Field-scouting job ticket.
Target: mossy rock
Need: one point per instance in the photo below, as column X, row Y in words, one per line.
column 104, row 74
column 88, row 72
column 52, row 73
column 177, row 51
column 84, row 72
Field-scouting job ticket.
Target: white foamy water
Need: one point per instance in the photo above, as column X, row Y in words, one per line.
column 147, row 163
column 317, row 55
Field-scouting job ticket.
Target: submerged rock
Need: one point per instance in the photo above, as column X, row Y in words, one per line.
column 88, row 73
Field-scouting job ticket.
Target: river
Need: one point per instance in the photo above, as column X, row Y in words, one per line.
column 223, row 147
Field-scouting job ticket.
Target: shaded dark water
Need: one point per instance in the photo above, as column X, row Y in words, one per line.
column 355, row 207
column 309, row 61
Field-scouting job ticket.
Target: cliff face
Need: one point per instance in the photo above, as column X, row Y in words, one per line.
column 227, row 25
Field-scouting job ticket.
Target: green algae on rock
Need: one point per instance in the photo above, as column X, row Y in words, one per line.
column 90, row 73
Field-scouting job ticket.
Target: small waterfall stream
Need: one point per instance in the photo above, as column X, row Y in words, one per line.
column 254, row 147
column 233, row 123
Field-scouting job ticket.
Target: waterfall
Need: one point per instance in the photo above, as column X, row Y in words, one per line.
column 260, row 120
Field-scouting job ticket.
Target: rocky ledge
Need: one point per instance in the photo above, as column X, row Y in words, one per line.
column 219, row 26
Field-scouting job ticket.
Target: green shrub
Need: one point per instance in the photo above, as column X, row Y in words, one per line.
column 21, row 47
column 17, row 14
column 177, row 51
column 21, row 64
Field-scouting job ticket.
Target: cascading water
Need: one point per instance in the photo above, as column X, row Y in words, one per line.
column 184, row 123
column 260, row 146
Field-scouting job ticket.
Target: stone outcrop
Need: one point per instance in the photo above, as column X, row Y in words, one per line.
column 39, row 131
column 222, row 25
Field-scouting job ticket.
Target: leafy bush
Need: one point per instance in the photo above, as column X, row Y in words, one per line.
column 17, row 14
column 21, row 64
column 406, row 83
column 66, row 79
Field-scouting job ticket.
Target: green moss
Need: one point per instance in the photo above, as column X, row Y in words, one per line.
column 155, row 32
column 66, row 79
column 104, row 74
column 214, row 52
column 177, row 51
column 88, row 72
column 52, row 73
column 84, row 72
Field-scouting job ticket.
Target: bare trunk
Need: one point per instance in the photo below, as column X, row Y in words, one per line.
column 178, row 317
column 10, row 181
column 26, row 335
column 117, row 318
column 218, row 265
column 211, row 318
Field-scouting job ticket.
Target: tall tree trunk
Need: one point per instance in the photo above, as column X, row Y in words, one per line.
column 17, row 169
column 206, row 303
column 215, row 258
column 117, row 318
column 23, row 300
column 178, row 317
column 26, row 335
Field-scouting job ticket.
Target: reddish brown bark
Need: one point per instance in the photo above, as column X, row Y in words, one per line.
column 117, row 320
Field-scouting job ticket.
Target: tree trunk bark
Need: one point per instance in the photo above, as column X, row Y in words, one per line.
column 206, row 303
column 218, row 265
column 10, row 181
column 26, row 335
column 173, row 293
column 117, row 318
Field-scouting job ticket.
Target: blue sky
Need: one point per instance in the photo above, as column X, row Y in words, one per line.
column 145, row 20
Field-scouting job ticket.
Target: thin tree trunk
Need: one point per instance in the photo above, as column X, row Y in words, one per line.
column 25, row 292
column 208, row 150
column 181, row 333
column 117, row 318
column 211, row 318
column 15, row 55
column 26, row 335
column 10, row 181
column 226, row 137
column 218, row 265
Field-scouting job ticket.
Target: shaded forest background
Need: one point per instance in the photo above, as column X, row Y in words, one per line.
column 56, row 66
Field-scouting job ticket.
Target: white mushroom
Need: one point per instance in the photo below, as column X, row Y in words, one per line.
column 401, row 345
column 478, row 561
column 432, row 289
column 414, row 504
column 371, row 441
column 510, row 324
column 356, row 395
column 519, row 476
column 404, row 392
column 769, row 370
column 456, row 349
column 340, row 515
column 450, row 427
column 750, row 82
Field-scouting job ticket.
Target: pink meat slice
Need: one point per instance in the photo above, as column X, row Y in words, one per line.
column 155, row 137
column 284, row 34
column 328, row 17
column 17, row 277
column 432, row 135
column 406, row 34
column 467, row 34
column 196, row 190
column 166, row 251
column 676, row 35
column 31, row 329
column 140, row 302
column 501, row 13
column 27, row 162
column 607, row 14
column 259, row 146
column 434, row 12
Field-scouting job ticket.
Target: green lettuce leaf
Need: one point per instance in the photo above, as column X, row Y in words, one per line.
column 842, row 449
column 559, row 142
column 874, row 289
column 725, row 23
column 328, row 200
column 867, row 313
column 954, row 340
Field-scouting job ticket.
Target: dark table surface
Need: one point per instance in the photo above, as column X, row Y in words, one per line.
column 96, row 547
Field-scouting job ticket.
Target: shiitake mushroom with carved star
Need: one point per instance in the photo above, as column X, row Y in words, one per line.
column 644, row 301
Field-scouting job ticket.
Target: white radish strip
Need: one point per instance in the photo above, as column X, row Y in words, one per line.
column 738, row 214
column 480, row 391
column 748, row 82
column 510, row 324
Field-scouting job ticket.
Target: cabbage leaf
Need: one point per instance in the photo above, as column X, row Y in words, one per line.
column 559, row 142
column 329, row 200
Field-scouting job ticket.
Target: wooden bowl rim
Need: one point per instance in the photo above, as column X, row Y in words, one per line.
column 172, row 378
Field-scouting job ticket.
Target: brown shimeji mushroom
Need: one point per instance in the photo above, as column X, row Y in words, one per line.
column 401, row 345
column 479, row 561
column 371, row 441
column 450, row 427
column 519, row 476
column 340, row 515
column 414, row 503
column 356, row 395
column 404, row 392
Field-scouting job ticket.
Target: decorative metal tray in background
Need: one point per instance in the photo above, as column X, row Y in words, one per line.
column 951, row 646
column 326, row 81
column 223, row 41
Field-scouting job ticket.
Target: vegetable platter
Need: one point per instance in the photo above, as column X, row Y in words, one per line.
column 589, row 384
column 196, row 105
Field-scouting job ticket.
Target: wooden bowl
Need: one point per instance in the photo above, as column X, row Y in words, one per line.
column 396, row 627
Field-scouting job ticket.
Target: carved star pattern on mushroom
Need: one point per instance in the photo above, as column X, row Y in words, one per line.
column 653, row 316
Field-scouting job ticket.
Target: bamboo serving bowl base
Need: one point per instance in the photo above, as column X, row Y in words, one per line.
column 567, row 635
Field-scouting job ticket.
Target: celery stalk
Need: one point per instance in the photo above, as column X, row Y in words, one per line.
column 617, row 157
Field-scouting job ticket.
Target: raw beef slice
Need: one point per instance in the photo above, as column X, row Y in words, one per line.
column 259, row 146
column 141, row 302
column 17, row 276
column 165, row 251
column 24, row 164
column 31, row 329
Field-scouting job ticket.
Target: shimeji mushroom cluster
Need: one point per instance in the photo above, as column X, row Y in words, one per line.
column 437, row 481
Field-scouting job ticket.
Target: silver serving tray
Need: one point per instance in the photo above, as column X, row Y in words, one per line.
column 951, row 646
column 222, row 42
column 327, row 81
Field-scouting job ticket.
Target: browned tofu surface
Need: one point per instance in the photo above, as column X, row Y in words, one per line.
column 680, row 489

= = =

What to do:
Reproduce each line of the material above precisely.

Solution to the problem:
Field-scouting job ticket.
Target: mossy rock
Need: one point per instance in the photo below, as column X, row Y in words, one per line.
column 104, row 74
column 88, row 72
column 52, row 73
column 177, row 51
column 84, row 72
Field-scouting job ticket.
Target: white foamy water
Need: one point per instance in the photo above, as column X, row Y in words, one per line.
column 147, row 163
column 317, row 55
Field-scouting job ticket.
Target: submerged rock
Need: one point per instance in the photo above, as column X, row Y in words, one per line.
column 88, row 73
Field-scouting job ticket.
Target: river
Need: one point per instance in the photo above, as column X, row Y in words, one per line.
column 223, row 147
Field-scouting job ticket.
Target: shaded dark water
Need: one point per instance in the photo above, as column X, row Y in words, one per line.
column 355, row 207
column 309, row 61
Field-scouting job ticket.
Target: cliff face
Need: one point per instance in the photo above, as column X, row Y in words, one per line.
column 227, row 25
Field-scouting job ticket.
Target: green algae on rock
Need: one point per instance in the photo above, as column X, row Y in words, one per line.
column 90, row 73
Field-scouting job ticket.
Target: small waterfall stream
Need: one point per instance in the photo above, as column X, row Y in words, one per line.
column 254, row 147
column 233, row 123
Field-scouting job ticket.
Target: waterfall
Need: one point per instance in the photo above, as column X, row Y in words, one per line.
column 260, row 120
Field-scouting job ticket.
Target: rocky ledge
Need: one point per instance in the photo above, as column X, row Y in words, one per line.
column 219, row 26
Field-scouting job ticket.
Target: green shrub
Need: one point per instance in the photo above, as column X, row Y in words, one per line.
column 21, row 47
column 17, row 14
column 177, row 51
column 21, row 64
Field-scouting job ticket.
Target: cascading water
Need: one point per instance in the photo above, as column X, row Y in words, one per line.
column 184, row 123
column 260, row 146
Field-scouting job ticket.
Target: stone outcrop
Need: one point per instance in the photo above, as column X, row Y in words, one per line.
column 39, row 131
column 222, row 25
Field-scouting job ticket.
Target: leafy bush
Need: one point per instance in the photo above, as column X, row Y in words, one per line.
column 17, row 14
column 21, row 64
column 406, row 83
column 66, row 79
Field-scouting job ticket.
Target: green moss
Need: one point per instance in the photo above, as column X, row Y in words, one per line.
column 155, row 32
column 66, row 79
column 104, row 74
column 214, row 52
column 177, row 51
column 88, row 72
column 52, row 73
column 84, row 72
Field-scouting job ticket.
Target: bare trunk
Need: one point per instance in the photo below, as column X, row Y in words, one per line.
column 178, row 317
column 10, row 181
column 26, row 335
column 117, row 318
column 218, row 265
column 211, row 318
Field-scouting job ticket.
Target: tall tree trunk
Need: one point per instance in the photo above, as column X, row Y in words, one per line.
column 17, row 169
column 206, row 303
column 215, row 258
column 117, row 318
column 23, row 300
column 178, row 317
column 26, row 335
Field-scouting job ticket.
Target: reddish brown bark
Need: one point per instance in the photo above, as column X, row Y in words, one per line.
column 117, row 320
Field-scouting job ticket.
Target: tree trunk bark
Need: one point per instance in the photo above, as column X, row Y in words, one per line.
column 206, row 303
column 218, row 265
column 10, row 181
column 26, row 335
column 173, row 293
column 117, row 318
Field-scouting job ticket.
Target: blue sky
Need: one point per instance in the photo above, as column X, row Y in words, one per line.
column 145, row 20
Field-scouting job ticket.
Target: thin tree trunk
Need: one point per instance in the photo above, as column X, row Y in words, one per line.
column 25, row 292
column 208, row 150
column 181, row 333
column 117, row 318
column 211, row 318
column 15, row 55
column 26, row 335
column 10, row 181
column 226, row 137
column 218, row 265
Field-scouting job ticket.
Target: shaded forest background
Need: one point per instance in the photo above, as column X, row Y in words, one per line.
column 56, row 66
Field-scouting job ticket.
Target: white mushroom
Need: one point per instance in the photo below, as column X, row Y in words, one per line.
column 401, row 345
column 478, row 561
column 432, row 289
column 414, row 504
column 371, row 441
column 510, row 324
column 356, row 395
column 519, row 476
column 404, row 392
column 769, row 370
column 456, row 349
column 340, row 515
column 450, row 427
column 750, row 82
Field-scouting job ticket.
Target: pink meat slice
Need: one point per instance in the photo above, as column X, row Y in words, one per line.
column 155, row 137
column 284, row 34
column 328, row 17
column 17, row 277
column 432, row 135
column 406, row 34
column 467, row 34
column 196, row 190
column 166, row 251
column 676, row 35
column 31, row 329
column 140, row 302
column 501, row 13
column 27, row 162
column 607, row 14
column 259, row 146
column 434, row 12
Field-scouting job ticket.
Target: green lettuce leaf
Need: one point per instance in the photo above, as column X, row Y in words, one per line.
column 842, row 449
column 559, row 142
column 874, row 289
column 725, row 23
column 328, row 200
column 867, row 313
column 954, row 340
Field-scouting job ticket.
Target: dark table surface
Need: one point per instance in the photo above, as column X, row Y in words, one per line.
column 96, row 547
Field-scouting job ticket.
Target: shiitake mushroom with carved star
Need: one point per instance in the photo above, as column X, row Y in words, one per line.
column 644, row 301
Field-scouting job ticket.
Target: white radish strip
Need: one point per instance in the photo above, as column X, row Y in words, one per line.
column 738, row 214
column 480, row 391
column 748, row 82
column 510, row 324
Field-scouting job ticket.
Target: cabbage leaf
Need: one point per instance in the photo above, as column X, row Y in words, one per line.
column 559, row 142
column 329, row 200
Field-scouting job ticket.
Target: wooden bowl rim
Need: one point per instance in the photo above, as column X, row Y in words, one per line.
column 172, row 378
Field-scouting job ticket.
Target: brown shimeji mushroom
Need: one point per instance in the photo above, as column X, row Y in words, one per line.
column 401, row 345
column 479, row 561
column 371, row 441
column 450, row 427
column 519, row 476
column 340, row 515
column 414, row 503
column 356, row 395
column 404, row 392
Field-scouting job ticket.
Target: decorative metal tray in background
Need: one point per instance in the photo above, as column X, row Y in words, one per line.
column 951, row 646
column 326, row 81
column 223, row 41
Field-scouting job ticket.
Target: vegetable platter
Need: one point per instance in the photo above, as column X, row Y in words, one per line.
column 589, row 384
column 196, row 105
Field-scouting job ticket.
Target: wooden bowl
Need: one point per instance in the photo above, as column X, row Y in words, one per line.
column 396, row 627
Field-scouting job ticket.
Target: carved star pattern on mushroom
Need: one point per instance in the photo above, as column X, row Y in words, one per line.
column 653, row 316
Field-scouting job ticket.
Target: bamboo serving bowl base
Need: one point per instance in the photo above, as column X, row Y in words, one per line.
column 567, row 635
Field-scouting job ticket.
Target: celery stalk
Need: one point per instance in the photo above, as column X, row Y in words, one per line.
column 617, row 157
Field-scouting job ticket.
Target: raw beef slice
Need: one point per instance in the photo above, as column X, row Y in words, one per line.
column 259, row 146
column 141, row 302
column 17, row 276
column 165, row 251
column 24, row 164
column 31, row 329
Field-scouting job ticket.
Target: shimeji mushroom cluster
Need: one point per instance in the photo above, as column X, row Y in words, one per line.
column 437, row 481
Field-scouting job ticket.
Target: silver serving tray
Need: one point per instance in the photo above, as column X, row Y in words, one per line.
column 951, row 646
column 222, row 42
column 327, row 81
Field-scouting job ticket.
Target: browned tofu surface
Need: one point per instance in the photo above, as column X, row Y in words, one per line.
column 680, row 489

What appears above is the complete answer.